> QUOTED TEXT:
'''

When it comes to investing, the opposite is true.
The harder you try to be a “good investor” and work hard at managing your portfolio, the worse your returns will likely be.
This lesson is one of the most difficult for investors to learn. Even (mostly) rational buy-and-hold index investors can get into trouble when they try and time the market or begin dabbling in picking individual stocks they think will outperform.
I am not here to tell you that investment returns don’t matter; of course, they matter.
You have no control over your investment returns—the harder you try and beat the market, the more likely you are to underperform.
If you want to build more wealth, focus on what you can control:
How much you invest
The fees and taxes you pay on your investments
How long you stay invested
Savings rate > investment returns
If, at the end of every month, you have extra cash that you could invest, congratulations, you’re winning with money!
Your savings rate—the percentage of your take-home pay that you save—is the best predictor of your future wealth.
You can’t control what happens in the stock market—but you can control how much money you invest.
There are two ways to increase your savings rate:
Reduce your spending.
Increase your income.
Reducing your spending comes down to the tried-and-true nuts and bolts of personal finance: Tracking your spending and finding expenses to cut, and creating a new budget.

'''

> EXERCISE BRIEF:
Quote the passage on investing and savings word for word, from "Your savings rate—the" up to and including "Increase your income.".

> DATA EXTRACT:
'''

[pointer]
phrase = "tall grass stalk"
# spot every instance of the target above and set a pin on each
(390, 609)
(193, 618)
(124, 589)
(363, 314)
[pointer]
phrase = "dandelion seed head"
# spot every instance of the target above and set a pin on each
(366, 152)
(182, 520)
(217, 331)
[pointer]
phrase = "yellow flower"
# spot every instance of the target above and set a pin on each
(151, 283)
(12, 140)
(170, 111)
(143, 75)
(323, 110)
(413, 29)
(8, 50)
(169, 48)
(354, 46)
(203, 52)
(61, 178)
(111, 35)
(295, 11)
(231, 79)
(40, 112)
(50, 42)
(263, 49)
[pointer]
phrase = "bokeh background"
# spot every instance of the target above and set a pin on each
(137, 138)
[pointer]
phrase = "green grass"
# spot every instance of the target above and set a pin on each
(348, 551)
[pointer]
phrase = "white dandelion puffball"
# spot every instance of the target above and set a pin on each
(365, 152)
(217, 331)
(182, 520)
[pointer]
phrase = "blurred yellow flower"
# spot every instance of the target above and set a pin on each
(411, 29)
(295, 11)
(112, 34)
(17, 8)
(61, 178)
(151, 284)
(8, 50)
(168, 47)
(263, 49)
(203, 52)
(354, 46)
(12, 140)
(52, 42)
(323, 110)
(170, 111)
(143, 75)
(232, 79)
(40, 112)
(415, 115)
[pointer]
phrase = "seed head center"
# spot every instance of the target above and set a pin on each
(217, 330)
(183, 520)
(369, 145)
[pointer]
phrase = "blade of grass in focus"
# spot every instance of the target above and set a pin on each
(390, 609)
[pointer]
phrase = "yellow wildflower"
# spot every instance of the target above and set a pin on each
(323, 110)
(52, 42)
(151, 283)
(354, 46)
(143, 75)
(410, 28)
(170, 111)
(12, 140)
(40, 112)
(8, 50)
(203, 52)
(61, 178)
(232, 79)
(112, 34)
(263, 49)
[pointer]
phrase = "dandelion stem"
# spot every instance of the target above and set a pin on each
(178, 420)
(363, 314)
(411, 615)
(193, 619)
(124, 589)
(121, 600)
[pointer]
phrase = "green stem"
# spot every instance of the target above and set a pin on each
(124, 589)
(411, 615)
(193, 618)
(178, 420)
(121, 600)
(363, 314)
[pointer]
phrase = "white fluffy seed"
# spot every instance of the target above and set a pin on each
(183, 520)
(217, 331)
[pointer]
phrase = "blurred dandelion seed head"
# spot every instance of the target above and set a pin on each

'''

> WRITTEN RESPONSE:
Your savings rate—the percentage of your take-home pay that you save—is the best predictor of your future wealth.
You can’t control what happens in the stock market—but you can control how much money you invest.
There are two ways to increase your savings rate:
Reduce your spending.
Increase your income.